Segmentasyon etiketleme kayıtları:
<<<<

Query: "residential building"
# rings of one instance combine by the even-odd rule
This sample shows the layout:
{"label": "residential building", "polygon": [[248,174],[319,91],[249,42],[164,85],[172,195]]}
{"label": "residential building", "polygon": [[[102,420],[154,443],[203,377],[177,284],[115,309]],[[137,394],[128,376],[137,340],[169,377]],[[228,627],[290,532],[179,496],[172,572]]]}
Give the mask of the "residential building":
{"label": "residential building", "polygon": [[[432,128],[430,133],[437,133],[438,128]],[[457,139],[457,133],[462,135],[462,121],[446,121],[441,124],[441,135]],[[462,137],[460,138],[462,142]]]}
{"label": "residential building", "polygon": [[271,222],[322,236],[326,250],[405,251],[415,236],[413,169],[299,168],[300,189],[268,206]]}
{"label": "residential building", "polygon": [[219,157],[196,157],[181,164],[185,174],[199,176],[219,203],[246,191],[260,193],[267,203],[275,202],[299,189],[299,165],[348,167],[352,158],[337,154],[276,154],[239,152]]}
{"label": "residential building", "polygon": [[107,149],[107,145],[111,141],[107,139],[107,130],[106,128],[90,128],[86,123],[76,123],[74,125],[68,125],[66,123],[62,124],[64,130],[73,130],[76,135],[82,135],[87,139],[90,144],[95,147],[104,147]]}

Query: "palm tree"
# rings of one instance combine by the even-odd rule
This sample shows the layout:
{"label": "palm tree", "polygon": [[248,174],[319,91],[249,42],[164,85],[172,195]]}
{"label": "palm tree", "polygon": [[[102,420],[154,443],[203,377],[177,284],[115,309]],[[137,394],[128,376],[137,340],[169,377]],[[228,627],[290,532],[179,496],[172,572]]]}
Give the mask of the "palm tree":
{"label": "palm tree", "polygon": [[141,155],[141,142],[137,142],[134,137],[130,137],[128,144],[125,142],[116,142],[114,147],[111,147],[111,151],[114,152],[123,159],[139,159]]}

>>>>

## Görev tanımı
Yukarıdaki kayıtların tüm satırlarını boş satırları atlayarak "Sıra" ve "Satır" sütunlarından oluşan bir Markdown tablosuna dönüştür.

## Yazılı yanıt
| Sıra | Satır |
|---|---|
| 1 | Query: "residential building" |
| 2 | # rings of one instance combine by the even-odd rule |
| 3 | This sample shows the layout: |
| 4 | {"label": "residential building", "polygon": [[248,174],[319,91],[249,42],[164,85],[172,195]]} |
| 5 | {"label": "residential building", "polygon": [[[102,420],[154,443],[203,377],[177,284],[115,309]],[[137,394],[128,376],[137,340],[169,377]],[[228,627],[290,532],[179,496],[172,572]]]} |
| 6 | Give the mask of the "residential building": |
| 7 | {"label": "residential building", "polygon": [[[432,128],[430,133],[437,133],[438,128]],[[457,139],[457,133],[462,135],[462,121],[446,121],[441,124],[441,135]],[[462,137],[460,138],[462,142]]]} |
| 8 | {"label": "residential building", "polygon": [[271,222],[322,236],[326,250],[405,251],[415,236],[413,169],[299,168],[300,189],[268,206]]} |
| 9 | {"label": "residential building", "polygon": [[219,157],[196,157],[181,164],[185,174],[199,176],[219,203],[246,191],[260,193],[267,203],[275,202],[299,189],[299,165],[348,167],[352,158],[337,154],[276,154],[239,152]]} |
| 10 | {"label": "residential building", "polygon": [[107,149],[107,145],[111,141],[107,139],[107,130],[106,128],[90,128],[86,123],[76,123],[74,125],[68,125],[66,123],[62,124],[64,130],[73,130],[76,135],[82,135],[87,139],[90,144],[95,147],[104,147]]} |
| 11 | Query: "palm tree" |
| 12 | # rings of one instance combine by the even-odd rule |
| 13 | This sample shows the layout: |
| 14 | {"label": "palm tree", "polygon": [[248,174],[319,91],[249,42],[164,85],[172,195]]} |
| 15 | {"label": "palm tree", "polygon": [[[102,420],[154,443],[203,377],[177,284],[115,309]],[[137,394],[128,376],[137,340],[169,377]],[[228,627],[290,532],[179,496],[172,572]]]} |
| 16 | Give the mask of the "palm tree": |
| 17 | {"label": "palm tree", "polygon": [[141,155],[141,142],[137,142],[134,137],[130,137],[128,144],[125,142],[116,142],[114,147],[111,147],[111,151],[114,152],[123,159],[139,159]]} |